* WHAT THE EXERCISE ASKS: Transcribe, exactly as they appear, only the lines from the one holding "Mark every instance of the orange football" through the end of the entries below.

==== DATA IN THIS EXERCISE

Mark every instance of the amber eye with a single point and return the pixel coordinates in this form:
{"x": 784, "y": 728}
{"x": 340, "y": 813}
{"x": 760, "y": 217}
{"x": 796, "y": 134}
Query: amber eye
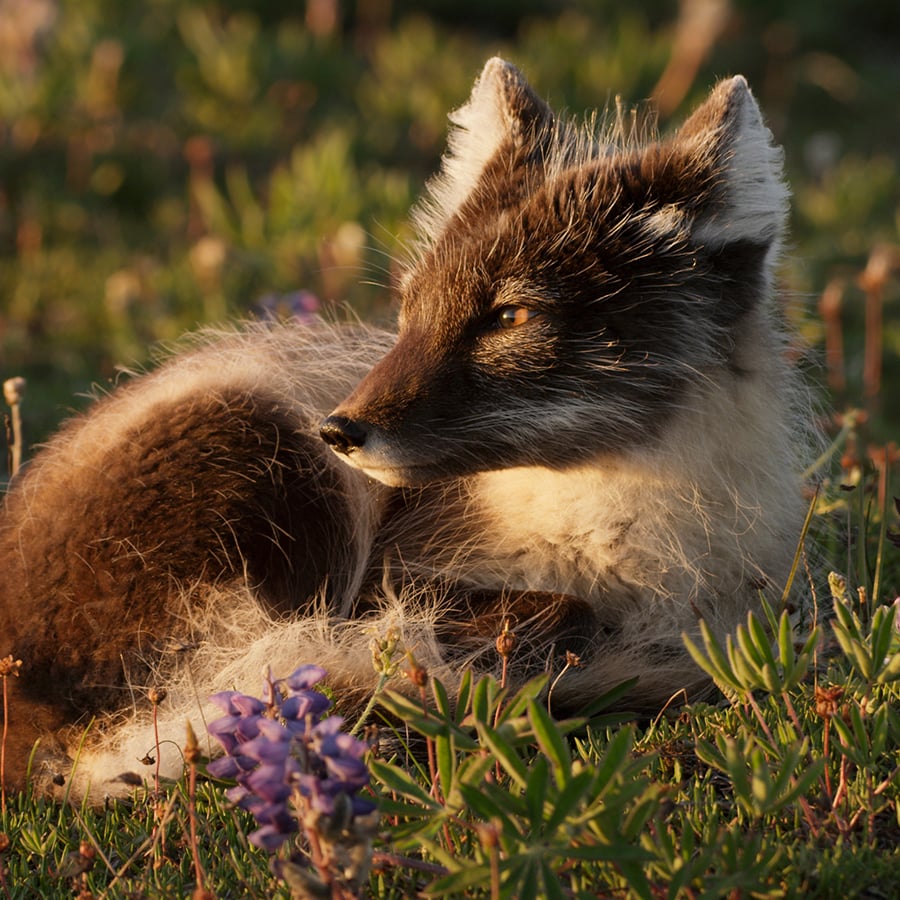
{"x": 513, "y": 316}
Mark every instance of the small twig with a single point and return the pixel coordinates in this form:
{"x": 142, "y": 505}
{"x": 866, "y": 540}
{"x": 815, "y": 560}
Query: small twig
{"x": 13, "y": 392}
{"x": 8, "y": 666}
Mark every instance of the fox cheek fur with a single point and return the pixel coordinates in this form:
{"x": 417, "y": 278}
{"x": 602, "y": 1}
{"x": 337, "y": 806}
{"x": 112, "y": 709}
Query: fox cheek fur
{"x": 631, "y": 270}
{"x": 587, "y": 426}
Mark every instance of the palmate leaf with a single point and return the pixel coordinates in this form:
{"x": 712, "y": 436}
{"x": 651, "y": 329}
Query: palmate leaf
{"x": 401, "y": 782}
{"x": 551, "y": 741}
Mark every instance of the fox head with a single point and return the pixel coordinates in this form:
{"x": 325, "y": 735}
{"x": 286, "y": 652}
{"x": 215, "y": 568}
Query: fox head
{"x": 567, "y": 287}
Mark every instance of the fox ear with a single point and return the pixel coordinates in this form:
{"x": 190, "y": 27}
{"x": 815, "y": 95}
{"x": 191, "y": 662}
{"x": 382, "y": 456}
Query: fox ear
{"x": 502, "y": 115}
{"x": 749, "y": 198}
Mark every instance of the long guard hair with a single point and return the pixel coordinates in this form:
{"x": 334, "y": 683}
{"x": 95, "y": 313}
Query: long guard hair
{"x": 586, "y": 426}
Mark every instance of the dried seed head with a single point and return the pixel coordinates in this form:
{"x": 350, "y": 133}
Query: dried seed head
{"x": 506, "y": 641}
{"x": 10, "y": 666}
{"x": 383, "y": 652}
{"x": 14, "y": 390}
{"x": 828, "y": 701}
{"x": 837, "y": 584}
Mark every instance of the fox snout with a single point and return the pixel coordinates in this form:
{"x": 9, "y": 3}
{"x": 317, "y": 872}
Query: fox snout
{"x": 343, "y": 435}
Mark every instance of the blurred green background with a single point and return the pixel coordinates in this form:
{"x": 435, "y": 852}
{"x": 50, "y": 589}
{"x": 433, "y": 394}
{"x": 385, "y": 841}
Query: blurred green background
{"x": 167, "y": 163}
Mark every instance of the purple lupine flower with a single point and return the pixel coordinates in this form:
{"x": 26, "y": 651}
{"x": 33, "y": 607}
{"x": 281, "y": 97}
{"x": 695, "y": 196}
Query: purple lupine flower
{"x": 281, "y": 752}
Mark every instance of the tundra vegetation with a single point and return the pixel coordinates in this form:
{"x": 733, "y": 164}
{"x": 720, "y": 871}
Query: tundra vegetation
{"x": 170, "y": 163}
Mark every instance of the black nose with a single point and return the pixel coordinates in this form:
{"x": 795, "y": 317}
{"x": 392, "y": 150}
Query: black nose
{"x": 343, "y": 434}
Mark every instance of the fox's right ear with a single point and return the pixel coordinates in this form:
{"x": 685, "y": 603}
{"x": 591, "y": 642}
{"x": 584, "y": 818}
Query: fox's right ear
{"x": 502, "y": 115}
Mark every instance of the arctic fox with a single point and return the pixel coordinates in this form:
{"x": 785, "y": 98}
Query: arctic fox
{"x": 586, "y": 428}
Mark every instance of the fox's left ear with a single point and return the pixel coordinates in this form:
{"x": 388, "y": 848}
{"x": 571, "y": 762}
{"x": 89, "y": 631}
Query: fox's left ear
{"x": 747, "y": 199}
{"x": 502, "y": 116}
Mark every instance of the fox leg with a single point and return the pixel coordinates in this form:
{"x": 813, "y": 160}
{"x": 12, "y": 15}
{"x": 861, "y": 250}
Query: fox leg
{"x": 116, "y": 522}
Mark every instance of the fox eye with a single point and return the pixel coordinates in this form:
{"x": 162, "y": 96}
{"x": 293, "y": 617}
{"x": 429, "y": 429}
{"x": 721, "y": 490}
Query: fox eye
{"x": 513, "y": 316}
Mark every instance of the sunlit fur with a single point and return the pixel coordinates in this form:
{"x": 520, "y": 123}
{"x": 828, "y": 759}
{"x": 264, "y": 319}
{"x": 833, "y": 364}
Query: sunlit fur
{"x": 619, "y": 464}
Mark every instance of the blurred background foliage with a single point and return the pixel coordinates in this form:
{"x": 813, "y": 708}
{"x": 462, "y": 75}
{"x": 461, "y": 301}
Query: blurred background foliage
{"x": 172, "y": 162}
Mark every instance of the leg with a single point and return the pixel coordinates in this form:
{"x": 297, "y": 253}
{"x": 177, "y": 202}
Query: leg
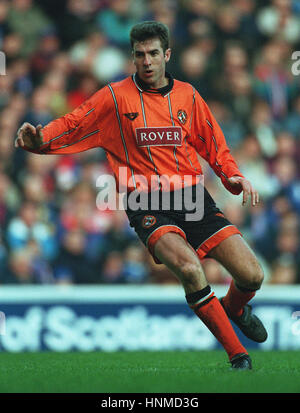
{"x": 182, "y": 260}
{"x": 172, "y": 250}
{"x": 237, "y": 257}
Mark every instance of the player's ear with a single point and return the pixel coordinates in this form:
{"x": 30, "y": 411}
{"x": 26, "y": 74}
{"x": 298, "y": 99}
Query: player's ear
{"x": 167, "y": 55}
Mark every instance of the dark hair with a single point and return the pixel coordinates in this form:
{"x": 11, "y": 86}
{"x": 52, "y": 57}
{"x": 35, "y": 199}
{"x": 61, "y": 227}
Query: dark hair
{"x": 150, "y": 30}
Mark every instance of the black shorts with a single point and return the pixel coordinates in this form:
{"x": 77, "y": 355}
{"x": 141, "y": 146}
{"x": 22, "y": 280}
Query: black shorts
{"x": 202, "y": 235}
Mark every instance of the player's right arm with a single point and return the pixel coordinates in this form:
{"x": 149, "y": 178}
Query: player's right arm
{"x": 77, "y": 131}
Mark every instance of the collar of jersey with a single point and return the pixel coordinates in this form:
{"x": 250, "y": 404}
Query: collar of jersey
{"x": 143, "y": 87}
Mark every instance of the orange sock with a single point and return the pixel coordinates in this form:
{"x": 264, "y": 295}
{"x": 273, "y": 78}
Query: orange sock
{"x": 236, "y": 298}
{"x": 208, "y": 308}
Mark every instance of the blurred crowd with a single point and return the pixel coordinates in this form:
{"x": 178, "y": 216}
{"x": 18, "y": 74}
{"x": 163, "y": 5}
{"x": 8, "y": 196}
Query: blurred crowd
{"x": 237, "y": 53}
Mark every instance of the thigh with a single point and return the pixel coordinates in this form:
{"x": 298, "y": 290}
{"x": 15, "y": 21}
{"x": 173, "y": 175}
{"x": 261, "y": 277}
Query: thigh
{"x": 238, "y": 258}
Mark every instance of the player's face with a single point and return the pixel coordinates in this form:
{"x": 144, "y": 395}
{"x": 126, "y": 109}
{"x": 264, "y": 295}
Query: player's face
{"x": 150, "y": 62}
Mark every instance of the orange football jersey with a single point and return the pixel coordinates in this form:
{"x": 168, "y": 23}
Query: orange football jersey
{"x": 148, "y": 135}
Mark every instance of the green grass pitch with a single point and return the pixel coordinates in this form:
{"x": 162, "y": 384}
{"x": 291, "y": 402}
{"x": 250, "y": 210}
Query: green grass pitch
{"x": 147, "y": 372}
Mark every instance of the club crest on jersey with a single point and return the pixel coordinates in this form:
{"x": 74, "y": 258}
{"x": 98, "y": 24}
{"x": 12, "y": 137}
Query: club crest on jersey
{"x": 182, "y": 116}
{"x": 159, "y": 136}
{"x": 148, "y": 221}
{"x": 131, "y": 115}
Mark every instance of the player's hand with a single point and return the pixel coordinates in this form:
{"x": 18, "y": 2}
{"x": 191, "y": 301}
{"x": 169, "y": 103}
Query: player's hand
{"x": 247, "y": 189}
{"x": 30, "y": 136}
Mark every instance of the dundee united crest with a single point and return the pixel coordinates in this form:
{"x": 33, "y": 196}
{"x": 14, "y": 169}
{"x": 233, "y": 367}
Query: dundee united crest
{"x": 148, "y": 221}
{"x": 182, "y": 116}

========

* WRITTEN ANSWER:
Mark every instance of the orange football jersey with a single point and return the pixel coordinates in this form:
{"x": 168, "y": 23}
Query: orange football jersey
{"x": 148, "y": 135}
Mark every instance of the green grass pitch with a single point and return the pixel coordinates in this form:
{"x": 162, "y": 384}
{"x": 291, "y": 402}
{"x": 250, "y": 210}
Query: green grass pitch
{"x": 147, "y": 372}
Mark every instance of the club crest on jersey with a single point and return the pixel coordinates in this form:
{"x": 74, "y": 258}
{"x": 98, "y": 24}
{"x": 12, "y": 137}
Query: club crest on jersey
{"x": 182, "y": 116}
{"x": 159, "y": 136}
{"x": 148, "y": 221}
{"x": 131, "y": 115}
Mark every instance of the player's hand with a single point and return the pixel coordinates in this form:
{"x": 18, "y": 2}
{"x": 191, "y": 301}
{"x": 169, "y": 103}
Query: player's hand
{"x": 247, "y": 189}
{"x": 30, "y": 136}
Mark every instance of the dundee united crest with a single point and return the pixel coordinates in this form:
{"x": 33, "y": 196}
{"x": 14, "y": 169}
{"x": 233, "y": 367}
Query: dundee united crest
{"x": 148, "y": 221}
{"x": 182, "y": 116}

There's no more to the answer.